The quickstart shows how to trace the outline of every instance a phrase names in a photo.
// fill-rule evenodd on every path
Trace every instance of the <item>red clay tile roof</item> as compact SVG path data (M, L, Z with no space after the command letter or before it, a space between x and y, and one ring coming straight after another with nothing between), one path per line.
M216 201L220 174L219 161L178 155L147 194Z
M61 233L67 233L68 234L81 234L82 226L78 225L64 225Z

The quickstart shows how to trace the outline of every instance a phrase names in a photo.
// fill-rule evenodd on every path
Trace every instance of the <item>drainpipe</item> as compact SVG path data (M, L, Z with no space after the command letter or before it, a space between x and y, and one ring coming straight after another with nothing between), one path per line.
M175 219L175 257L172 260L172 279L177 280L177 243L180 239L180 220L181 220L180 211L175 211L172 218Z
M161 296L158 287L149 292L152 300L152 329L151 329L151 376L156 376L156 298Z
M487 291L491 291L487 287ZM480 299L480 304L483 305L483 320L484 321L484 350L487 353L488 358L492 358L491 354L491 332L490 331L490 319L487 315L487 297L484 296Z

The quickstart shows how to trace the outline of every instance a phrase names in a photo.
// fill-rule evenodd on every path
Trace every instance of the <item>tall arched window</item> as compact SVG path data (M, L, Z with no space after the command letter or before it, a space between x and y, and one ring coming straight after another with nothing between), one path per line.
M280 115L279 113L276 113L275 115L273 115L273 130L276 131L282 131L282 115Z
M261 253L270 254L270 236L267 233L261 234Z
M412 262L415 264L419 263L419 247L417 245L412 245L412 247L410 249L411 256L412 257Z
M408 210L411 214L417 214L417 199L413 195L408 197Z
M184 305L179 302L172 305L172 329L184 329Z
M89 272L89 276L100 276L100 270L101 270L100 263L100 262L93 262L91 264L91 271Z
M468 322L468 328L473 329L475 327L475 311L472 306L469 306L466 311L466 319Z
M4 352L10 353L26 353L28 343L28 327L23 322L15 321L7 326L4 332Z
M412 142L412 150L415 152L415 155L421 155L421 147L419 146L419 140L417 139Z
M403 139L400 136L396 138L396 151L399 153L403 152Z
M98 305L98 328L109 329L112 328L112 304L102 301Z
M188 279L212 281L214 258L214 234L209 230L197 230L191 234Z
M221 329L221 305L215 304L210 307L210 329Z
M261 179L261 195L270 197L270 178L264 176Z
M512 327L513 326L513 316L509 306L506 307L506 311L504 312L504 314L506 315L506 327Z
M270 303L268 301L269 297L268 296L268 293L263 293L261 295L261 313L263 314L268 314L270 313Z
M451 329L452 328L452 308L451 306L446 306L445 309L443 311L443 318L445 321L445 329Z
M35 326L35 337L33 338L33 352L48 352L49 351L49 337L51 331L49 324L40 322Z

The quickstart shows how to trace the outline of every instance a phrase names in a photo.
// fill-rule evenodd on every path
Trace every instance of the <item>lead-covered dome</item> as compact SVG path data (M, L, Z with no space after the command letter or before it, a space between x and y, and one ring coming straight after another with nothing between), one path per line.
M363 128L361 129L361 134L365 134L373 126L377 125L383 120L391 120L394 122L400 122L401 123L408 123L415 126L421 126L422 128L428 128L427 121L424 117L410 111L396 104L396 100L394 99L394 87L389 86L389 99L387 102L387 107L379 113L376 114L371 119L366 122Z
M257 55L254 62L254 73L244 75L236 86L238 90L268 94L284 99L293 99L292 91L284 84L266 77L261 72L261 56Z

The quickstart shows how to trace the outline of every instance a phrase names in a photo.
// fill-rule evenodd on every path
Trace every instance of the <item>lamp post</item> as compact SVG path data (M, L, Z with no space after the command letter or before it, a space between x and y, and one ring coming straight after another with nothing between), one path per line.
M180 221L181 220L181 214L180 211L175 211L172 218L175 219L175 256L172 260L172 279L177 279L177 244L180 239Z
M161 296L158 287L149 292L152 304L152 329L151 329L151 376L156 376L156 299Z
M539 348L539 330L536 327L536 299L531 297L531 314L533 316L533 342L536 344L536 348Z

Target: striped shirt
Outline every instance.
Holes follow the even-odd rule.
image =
· · · · ·
Place every line of all the records above into a single numbered list, leaving out the blank lines.

▶ [Solution for this task]
1. The quickstart shows how to trace the outline of every instance a phrase names in a photo.
2. // fill-rule evenodd on every path
3. Trace every instance of the <item>red clay tile roof</item> as compact SVG path data (M, L, Z with no space after the command letter or before it, a space between x and y, and one ring coming straight after another with nothing between), one path per line.
4. M216 201L220 174L219 161L178 155L147 194Z
5. M61 233L67 233L68 234L81 234L82 226L78 225L64 225Z
6. The quickstart shows how to trace the outline of every instance a phrase names in a photo.
7. // fill-rule evenodd on every path
8. Trace every instance of the <item>drainpipe</item> as compact SVG path data (M, L, Z with no space after the command letter or before it, a space between x and y, and one ring coming straight after another with nothing between), one path per line.
9. M175 219L175 257L172 260L172 279L177 280L177 243L180 239L180 220L181 220L180 211L175 211L172 218Z
10. M161 296L158 287L149 292L152 300L152 329L151 329L151 376L156 376L156 298Z
11. M487 291L491 291L487 287ZM480 299L480 304L483 305L483 320L484 321L484 350L487 353L488 358L492 358L491 354L491 332L490 331L490 319L487 315L487 297L484 296Z
12. The quickstart shows how to trace the outline of every instance a phrase names in a photo.
13. // fill-rule evenodd on every path
14. Trace every instance of the <item>tall arched window</item> as compact SVG path data (M, L, Z with no space after the command letter or before it, a space between x and y, and one ring coming straight after another with nothing between), one path per line.
15. M280 115L279 113L276 113L275 115L273 115L273 130L276 131L282 131L282 115Z
16. M261 253L270 254L270 236L267 233L261 234Z
17. M412 262L415 264L419 263L419 247L417 245L412 245L412 247L410 249L411 256L412 257Z
18. M408 210L411 214L417 214L417 199L413 195L408 197Z
19. M184 305L179 302L172 305L172 329L184 329Z
20. M89 272L89 276L100 276L100 270L101 270L100 263L100 262L93 262L91 264L91 271Z
21. M468 322L468 328L473 329L475 327L475 311L472 306L469 306L466 311L466 319Z
22. M4 352L10 353L26 353L28 343L28 327L23 322L15 321L7 326L4 332Z
23. M412 142L412 150L415 152L415 155L421 155L421 147L419 146L419 140L417 139Z
24. M403 139L400 136L396 138L396 151L399 153L403 152Z
25. M98 305L98 328L109 329L112 328L112 304L102 301Z
26. M188 279L212 281L214 258L214 234L209 230L197 230L191 234Z
27. M221 329L221 305L215 304L210 307L210 329Z
28. M261 179L261 195L270 197L270 178L264 176Z
29. M512 327L513 326L513 316L509 306L506 307L506 311L504 312L504 314L506 315L506 327Z
30. M270 303L268 301L269 297L268 296L268 293L263 293L261 295L261 313L263 314L268 314L270 313Z
31. M451 329L452 328L452 308L451 306L446 306L445 309L443 311L443 318L445 321L445 329Z
32. M35 326L35 337L33 338L33 352L48 352L49 351L49 337L51 331L49 324L40 322Z
33. The quickstart shows how to trace the outline of every instance a phrase names in a photo.
34. // fill-rule evenodd on every path
35. Trace every instance of the <item>lead-covered dome</item> as compact SVG path data (M, L, Z with no space after the command letter or before it, a space between x and y, and one ring coming straight after another with nothing between), one path per line.
36. M363 128L361 129L361 134L365 134L373 126L377 125L383 120L391 120L394 122L400 122L401 123L408 123L415 126L421 126L422 128L428 128L427 121L424 117L410 111L396 104L396 100L394 99L394 87L389 86L389 99L387 102L387 107L379 113L376 114L371 119L366 122Z
37. M257 55L254 62L254 73L244 75L236 86L238 90L268 94L284 99L293 99L292 91L284 84L266 77L261 72L261 56Z
38. The quickstart shows how to trace the outline of every instance a phrase names in a photo.
39. // fill-rule evenodd on every path
40. Trace every instance of the <item>lamp post</item> as compact SVG path data (M, L, Z with no space after the command letter or before it, a space between x and y, and one ring coming straight after another with nothing between), one path per line.
41. M180 221L181 220L181 214L180 211L175 211L172 218L175 219L175 256L172 260L172 279L177 279L177 244L180 239Z
42. M161 296L158 287L149 292L152 304L152 329L151 329L151 376L156 376L156 299Z
43. M539 348L539 330L536 327L536 299L531 297L531 314L533 316L533 342L536 344L536 348Z
44. Target: striped shirt
45. Outline every instance.
46. Holes follow the even-odd rule.
47. image =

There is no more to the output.